◆ Written request ◆
Rescale the items between the line that contains "[tag] distant mountain" and the end of the items, inclusive, reproducing every line, labeling requests included, with each point coordinate in the answers multiplied by 1.95 and rounded to the nearest whole number, halves rounded up. Return only those lines.

(Coordinate annotation records)
☆ ☆ ☆ ☆

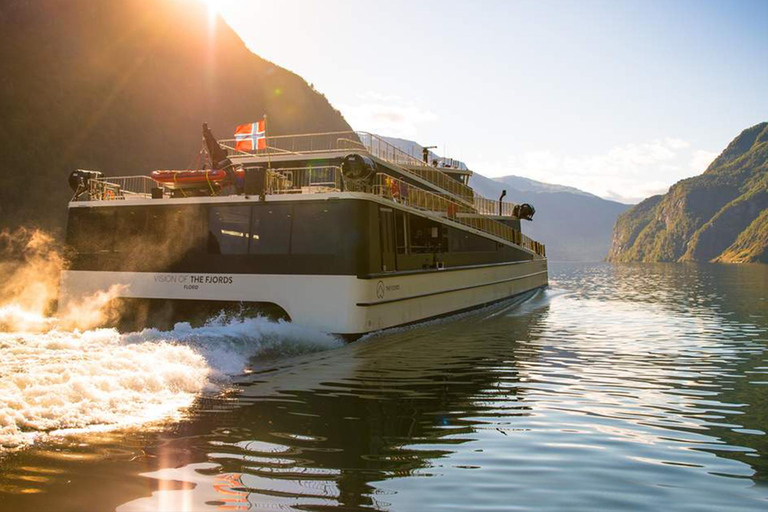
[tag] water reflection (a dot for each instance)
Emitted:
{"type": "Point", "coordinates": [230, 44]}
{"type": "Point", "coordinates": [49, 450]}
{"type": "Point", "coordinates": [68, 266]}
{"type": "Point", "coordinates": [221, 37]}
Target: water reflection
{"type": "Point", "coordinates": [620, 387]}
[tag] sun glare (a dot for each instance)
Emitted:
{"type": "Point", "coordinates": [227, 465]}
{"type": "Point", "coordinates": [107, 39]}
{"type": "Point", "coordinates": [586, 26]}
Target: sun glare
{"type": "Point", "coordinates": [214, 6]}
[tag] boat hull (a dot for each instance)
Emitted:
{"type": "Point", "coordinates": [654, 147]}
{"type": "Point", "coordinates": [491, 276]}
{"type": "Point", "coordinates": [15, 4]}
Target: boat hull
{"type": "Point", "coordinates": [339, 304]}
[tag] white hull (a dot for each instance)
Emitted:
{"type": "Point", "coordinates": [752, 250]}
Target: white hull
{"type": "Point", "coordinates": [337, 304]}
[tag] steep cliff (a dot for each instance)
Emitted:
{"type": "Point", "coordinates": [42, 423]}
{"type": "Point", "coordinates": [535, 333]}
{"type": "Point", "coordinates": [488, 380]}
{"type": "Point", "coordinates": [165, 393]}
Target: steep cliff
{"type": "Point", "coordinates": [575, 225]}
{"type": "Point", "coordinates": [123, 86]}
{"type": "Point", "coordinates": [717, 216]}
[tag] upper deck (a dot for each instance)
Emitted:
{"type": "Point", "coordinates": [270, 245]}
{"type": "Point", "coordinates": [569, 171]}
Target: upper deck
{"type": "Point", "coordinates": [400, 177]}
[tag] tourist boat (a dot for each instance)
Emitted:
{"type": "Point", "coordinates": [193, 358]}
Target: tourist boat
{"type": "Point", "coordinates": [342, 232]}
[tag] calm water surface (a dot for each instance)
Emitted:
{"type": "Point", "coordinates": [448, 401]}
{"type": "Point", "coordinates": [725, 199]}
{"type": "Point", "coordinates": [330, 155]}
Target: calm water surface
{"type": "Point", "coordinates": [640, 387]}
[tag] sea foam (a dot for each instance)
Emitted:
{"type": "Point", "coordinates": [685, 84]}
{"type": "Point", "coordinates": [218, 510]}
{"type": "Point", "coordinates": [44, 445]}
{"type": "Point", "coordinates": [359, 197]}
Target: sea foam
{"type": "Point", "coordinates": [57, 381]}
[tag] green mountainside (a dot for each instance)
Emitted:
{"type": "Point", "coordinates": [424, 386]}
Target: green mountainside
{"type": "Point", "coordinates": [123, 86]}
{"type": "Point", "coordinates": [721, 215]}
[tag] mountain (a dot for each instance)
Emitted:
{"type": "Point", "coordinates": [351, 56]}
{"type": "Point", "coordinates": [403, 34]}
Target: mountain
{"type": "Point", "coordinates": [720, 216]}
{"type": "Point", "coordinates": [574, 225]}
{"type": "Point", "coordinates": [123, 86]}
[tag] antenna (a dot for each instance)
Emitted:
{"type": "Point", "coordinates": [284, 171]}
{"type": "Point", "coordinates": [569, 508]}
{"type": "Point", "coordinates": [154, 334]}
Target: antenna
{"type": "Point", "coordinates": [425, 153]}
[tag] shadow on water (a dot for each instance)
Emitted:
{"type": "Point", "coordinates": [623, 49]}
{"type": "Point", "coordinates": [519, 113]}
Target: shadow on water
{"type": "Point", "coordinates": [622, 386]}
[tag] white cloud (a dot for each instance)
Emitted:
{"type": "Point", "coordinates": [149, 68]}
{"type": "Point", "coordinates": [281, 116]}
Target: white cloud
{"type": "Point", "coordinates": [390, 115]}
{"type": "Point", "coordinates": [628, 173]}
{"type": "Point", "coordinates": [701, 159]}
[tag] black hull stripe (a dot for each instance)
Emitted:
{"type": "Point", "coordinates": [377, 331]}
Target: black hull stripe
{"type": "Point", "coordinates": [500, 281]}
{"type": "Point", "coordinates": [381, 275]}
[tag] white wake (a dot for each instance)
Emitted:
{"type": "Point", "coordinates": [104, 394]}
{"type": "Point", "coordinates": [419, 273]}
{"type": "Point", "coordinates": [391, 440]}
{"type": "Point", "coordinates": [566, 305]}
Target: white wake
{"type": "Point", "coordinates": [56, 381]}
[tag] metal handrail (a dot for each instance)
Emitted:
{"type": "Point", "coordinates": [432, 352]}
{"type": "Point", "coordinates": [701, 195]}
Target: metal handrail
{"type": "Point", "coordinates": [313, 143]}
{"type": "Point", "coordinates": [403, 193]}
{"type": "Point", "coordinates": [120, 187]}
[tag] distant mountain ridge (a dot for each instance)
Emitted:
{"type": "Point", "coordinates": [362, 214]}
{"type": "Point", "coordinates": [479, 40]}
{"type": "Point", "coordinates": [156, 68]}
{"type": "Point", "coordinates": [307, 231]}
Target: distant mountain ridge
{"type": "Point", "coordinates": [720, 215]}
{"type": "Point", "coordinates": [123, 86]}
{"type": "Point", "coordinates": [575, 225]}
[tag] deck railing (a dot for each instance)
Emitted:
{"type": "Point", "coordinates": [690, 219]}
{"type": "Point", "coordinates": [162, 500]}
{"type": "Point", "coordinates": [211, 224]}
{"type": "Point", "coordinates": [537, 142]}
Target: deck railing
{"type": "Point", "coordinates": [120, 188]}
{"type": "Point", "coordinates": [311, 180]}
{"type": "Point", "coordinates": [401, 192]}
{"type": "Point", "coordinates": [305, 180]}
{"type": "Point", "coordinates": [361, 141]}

☆ ☆ ☆ ☆

◆ Reply ◆
[tag] distant mountain ridge (a dot for each instance)
Emitted:
{"type": "Point", "coordinates": [362, 214]}
{"type": "Point", "coordinates": [479, 40]}
{"type": "Point", "coordinates": [156, 68]}
{"type": "Point", "coordinates": [307, 231]}
Target: distant mountain ridge
{"type": "Point", "coordinates": [1404, 419]}
{"type": "Point", "coordinates": [240, 168]}
{"type": "Point", "coordinates": [1121, 439]}
[tag] deck railing (a dot for each instance)
Emitted:
{"type": "Point", "coordinates": [690, 219]}
{"type": "Point", "coordinates": [162, 500]}
{"type": "Point", "coordinates": [211, 224]}
{"type": "Point", "coordinates": [537, 142]}
Target: deck railing
{"type": "Point", "coordinates": [234, 367]}
{"type": "Point", "coordinates": [606, 351]}
{"type": "Point", "coordinates": [782, 374]}
{"type": "Point", "coordinates": [595, 351]}
{"type": "Point", "coordinates": [704, 275]}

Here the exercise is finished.